▶ EJERCICIOS
a) Transcribe del extracto sobre Policarpo de Esmirna el pasaje que va desde "Este breve artículo" hasta "Twitter e Instagram.", este último incluido.
b) Responde, según el extracto sobre Policarpo de Esmirna:
(i) ¿Con qué frecuencia se publica la serie a la que pertenece el artículo?
(ii) ¿En qué redes sociales tiene perfiles Credo?
(iii) ¿Quién discipuló y ordenó a Policarpo?
c) Prolonga el texto sobre Policarpo de Esmirna a partir de su última oración.

Este breve artículo forma parte de una nueva serie semanal sobre eventos y personas relevantes en la historia de la Iglesia universal antes, durante, y después de la Reforma protestante. Para conocer más sobre la historia de la Iglesia desde tus redes sociales, puedes seguir los perfiles de Credo en Twitter e Instagram.

Policarpo de Esmirna (70-155 d. C.), obispo del segundo siglo, fue discipulado y ordenado por el apóstol Juan (6-100 d. C.) y conoció personalmente a varios de los apóstoles.

▶ REGISTROS DEL CONJUNTO
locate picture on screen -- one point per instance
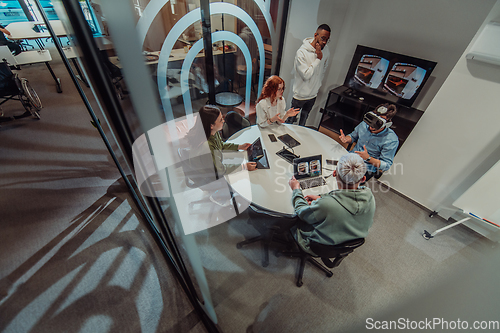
(404, 80)
(395, 77)
(371, 70)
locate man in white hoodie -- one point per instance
(311, 61)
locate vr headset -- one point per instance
(375, 121)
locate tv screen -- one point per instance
(395, 77)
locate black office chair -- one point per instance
(272, 227)
(233, 123)
(331, 255)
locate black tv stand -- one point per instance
(345, 108)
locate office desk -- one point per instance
(268, 188)
(24, 30)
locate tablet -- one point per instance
(287, 155)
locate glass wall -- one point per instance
(155, 65)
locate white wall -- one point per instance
(457, 139)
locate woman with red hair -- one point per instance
(271, 105)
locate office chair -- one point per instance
(233, 123)
(271, 226)
(331, 255)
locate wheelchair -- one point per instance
(14, 88)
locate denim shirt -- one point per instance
(381, 146)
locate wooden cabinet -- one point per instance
(345, 108)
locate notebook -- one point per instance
(307, 170)
(289, 140)
(257, 154)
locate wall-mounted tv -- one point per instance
(395, 77)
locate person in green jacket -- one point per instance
(212, 121)
(340, 215)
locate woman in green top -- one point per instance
(212, 121)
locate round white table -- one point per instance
(268, 188)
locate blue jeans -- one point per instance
(305, 106)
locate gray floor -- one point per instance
(77, 257)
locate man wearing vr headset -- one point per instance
(376, 143)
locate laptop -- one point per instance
(289, 140)
(307, 170)
(257, 154)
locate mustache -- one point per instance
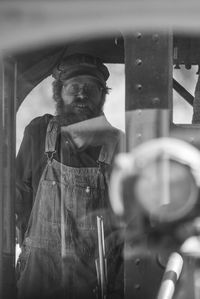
(90, 106)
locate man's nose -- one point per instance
(82, 94)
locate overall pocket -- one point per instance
(49, 209)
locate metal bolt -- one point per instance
(156, 101)
(155, 37)
(137, 286)
(137, 261)
(139, 87)
(138, 35)
(138, 61)
(191, 139)
(87, 190)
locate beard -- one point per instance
(69, 113)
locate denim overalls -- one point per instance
(60, 246)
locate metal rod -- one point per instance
(183, 92)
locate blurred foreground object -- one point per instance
(155, 191)
(162, 176)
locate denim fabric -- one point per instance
(60, 246)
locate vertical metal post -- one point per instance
(7, 184)
(148, 69)
(1, 174)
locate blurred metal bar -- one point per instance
(25, 23)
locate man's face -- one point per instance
(82, 96)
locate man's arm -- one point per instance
(24, 194)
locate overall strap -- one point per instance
(108, 150)
(51, 137)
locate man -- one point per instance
(62, 173)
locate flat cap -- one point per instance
(81, 64)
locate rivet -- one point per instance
(138, 61)
(139, 87)
(137, 286)
(87, 190)
(155, 37)
(156, 101)
(137, 261)
(139, 35)
(191, 139)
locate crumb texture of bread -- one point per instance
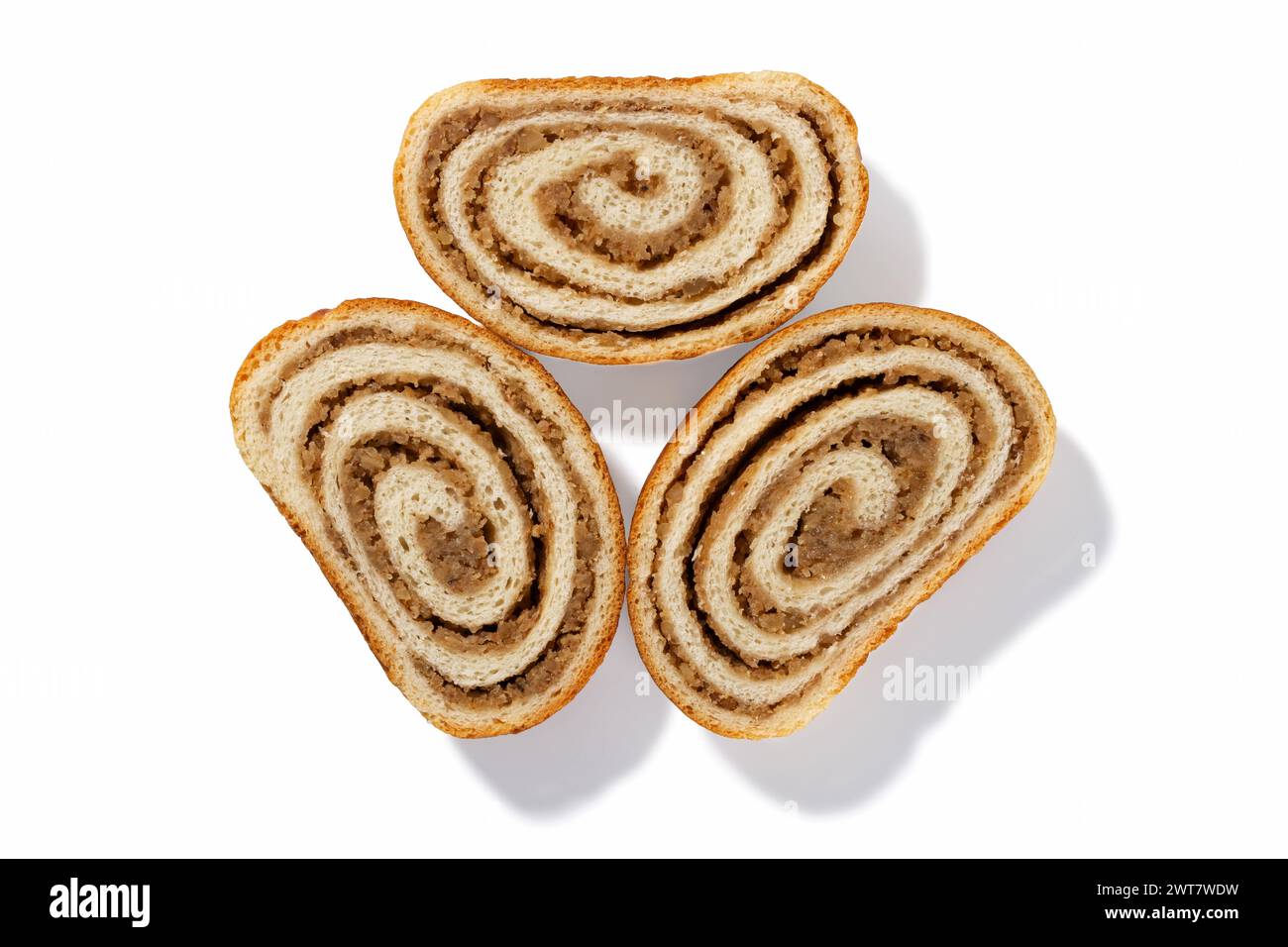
(454, 497)
(832, 479)
(623, 221)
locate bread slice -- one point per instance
(832, 479)
(452, 496)
(631, 219)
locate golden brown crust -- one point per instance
(743, 371)
(613, 545)
(684, 344)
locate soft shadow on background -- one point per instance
(567, 761)
(606, 729)
(861, 740)
(885, 264)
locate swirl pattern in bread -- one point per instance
(829, 482)
(631, 219)
(452, 496)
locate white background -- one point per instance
(1104, 187)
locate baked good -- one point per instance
(631, 219)
(832, 479)
(452, 496)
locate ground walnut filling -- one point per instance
(458, 556)
(579, 226)
(836, 531)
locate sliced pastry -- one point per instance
(631, 219)
(452, 496)
(836, 476)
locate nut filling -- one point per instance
(459, 505)
(793, 525)
(588, 224)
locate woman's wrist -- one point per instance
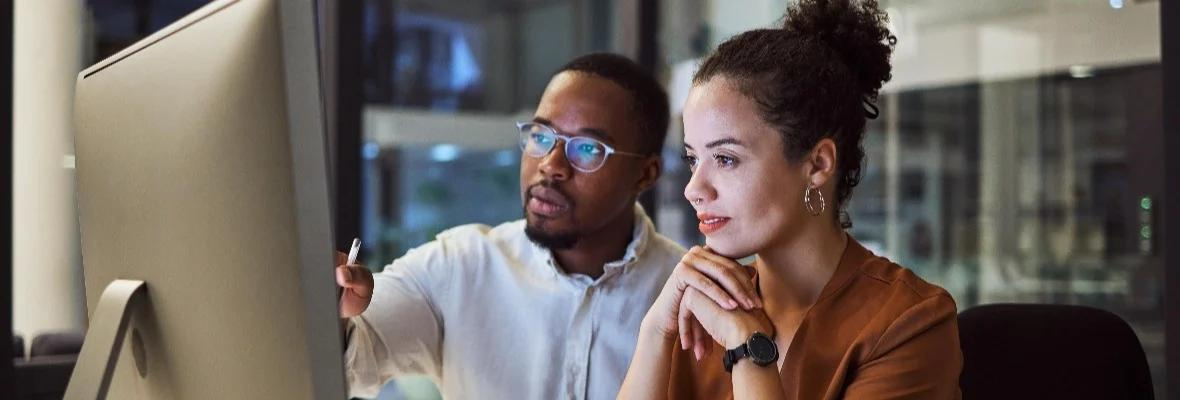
(653, 332)
(743, 330)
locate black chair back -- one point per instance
(1050, 352)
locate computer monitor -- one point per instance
(204, 211)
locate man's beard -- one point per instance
(552, 241)
(549, 240)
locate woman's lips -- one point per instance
(710, 223)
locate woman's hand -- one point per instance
(727, 327)
(726, 283)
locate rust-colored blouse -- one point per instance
(876, 332)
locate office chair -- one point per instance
(1050, 352)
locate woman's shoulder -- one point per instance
(897, 286)
(879, 300)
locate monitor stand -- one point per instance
(91, 376)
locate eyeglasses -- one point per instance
(585, 155)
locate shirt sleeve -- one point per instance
(917, 358)
(401, 330)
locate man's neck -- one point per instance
(592, 251)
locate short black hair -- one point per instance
(650, 100)
(813, 78)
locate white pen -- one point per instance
(354, 250)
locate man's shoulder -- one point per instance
(663, 247)
(483, 233)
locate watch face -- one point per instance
(762, 349)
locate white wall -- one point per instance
(47, 293)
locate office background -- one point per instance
(1021, 155)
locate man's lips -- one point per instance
(546, 202)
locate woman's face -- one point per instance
(746, 194)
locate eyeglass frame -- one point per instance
(566, 138)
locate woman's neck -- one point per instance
(792, 275)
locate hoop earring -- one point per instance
(808, 202)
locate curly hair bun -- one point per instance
(857, 30)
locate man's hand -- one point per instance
(356, 284)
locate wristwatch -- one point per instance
(759, 348)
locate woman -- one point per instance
(773, 128)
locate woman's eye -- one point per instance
(725, 161)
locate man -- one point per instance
(543, 308)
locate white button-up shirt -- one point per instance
(487, 314)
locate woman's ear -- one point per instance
(821, 163)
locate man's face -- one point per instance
(563, 204)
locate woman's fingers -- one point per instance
(684, 322)
(703, 342)
(740, 274)
(726, 274)
(692, 277)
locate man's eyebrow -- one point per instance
(591, 131)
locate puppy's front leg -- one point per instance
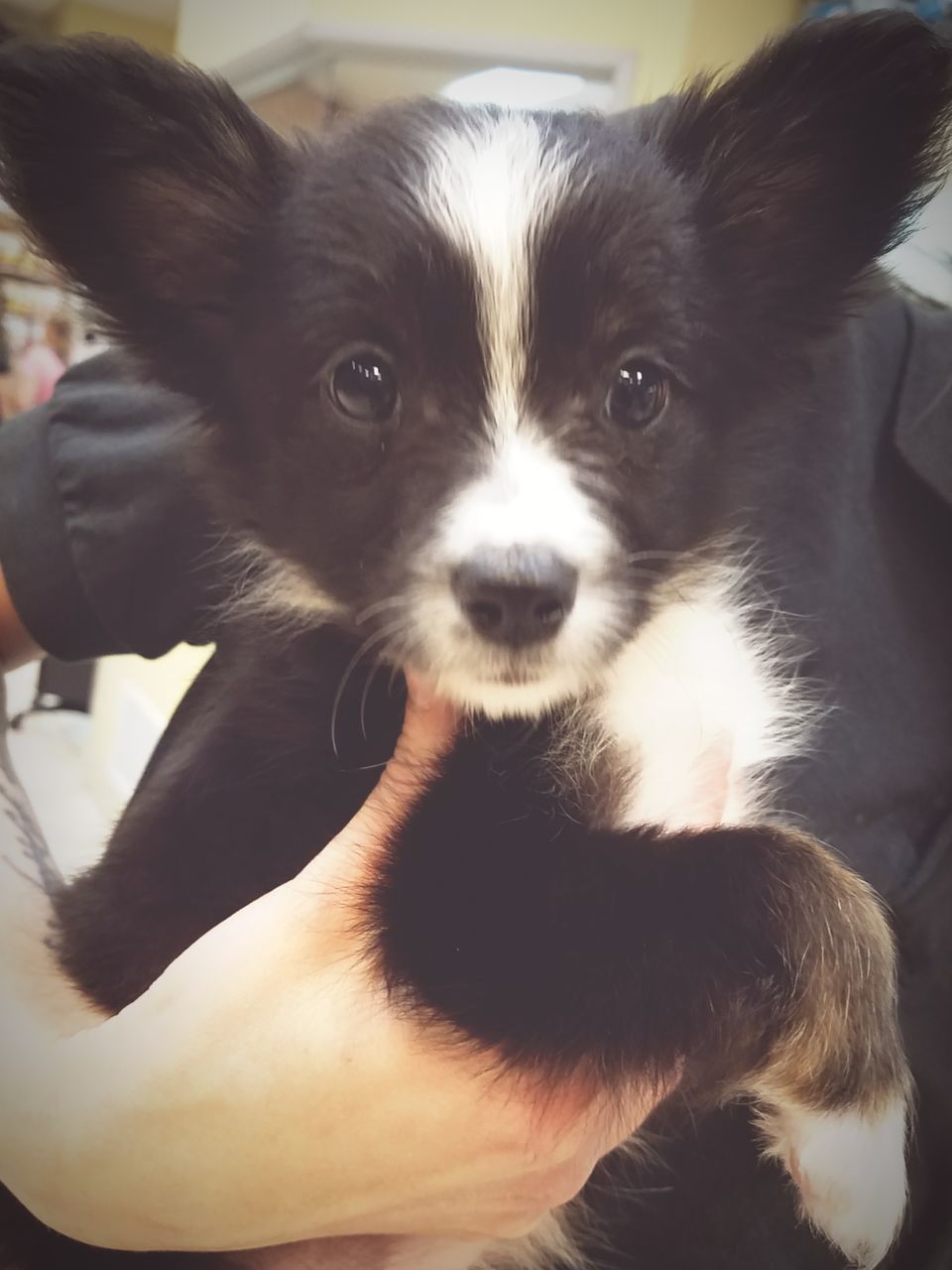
(748, 957)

▶ RESPUESTAS
a)
Este breve artículo forma parte de una nueva serie semanal sobre eventos y personas relevantes en la historia de la Iglesia universal antes, durante, y después de la Reforma protestante. Para conocer más sobre la historia de la Iglesia desde tus redes sociales, puedes seguir los perfiles de Credo en Twitter e Instagram.

b)
(i) Semanalmente.
(ii) En Twitter e Instagram.
(iii) El apóstol Juan.

c)
Policarpo es reconocido como uno de los tres padres apostólicos junto a Clemente de Roma e Ignacio de Antioquía. Aunque conocemos poco de su vida, el recuento de su persecución y muerte están bien documentados en Martirio de Policarpo (155 d. C.), una epístola de la iglesia de Esmirna (pastoreada por Policarpo antes de su muerte) dirigida a la iglesia en Filomelio y al resto de la Iglesia cristiana. La introducción a la epístola dice:

“Os escribimos, hermanos, un relato de lo que sucedió a los que sufrieron martirio, y en especial al bienaventurado Policarpo… todos los sucesos antes mencionados [sucedieron] para que el Señor pudiera mostrarnos una vez más un ejemplo de martirio que es conforme al evangelio”.[1]

Es probable que al momento de su muerte, Policarpo fuese el último sobreviviente de los que habían sido directamente discipulados por los apóstoles. A los ojos de un Imperio romano que no tenía otro dios que no fuese el César, Policarpo representaba una amenaza, siendo la persona en vida más cercana a la encarnación de Cristo y sus enseñanza.

Por eso, en el año 155, después del martirio de varios cristianos en Esmirna, un grupo leal al Imperio pagano de Roma buscaba a Policarpo para matarle. “Matemos al líder de la iglesia”, decían, “y su iglesia morirá”. Así, Policarpo llegó a ser perseguido y capturado.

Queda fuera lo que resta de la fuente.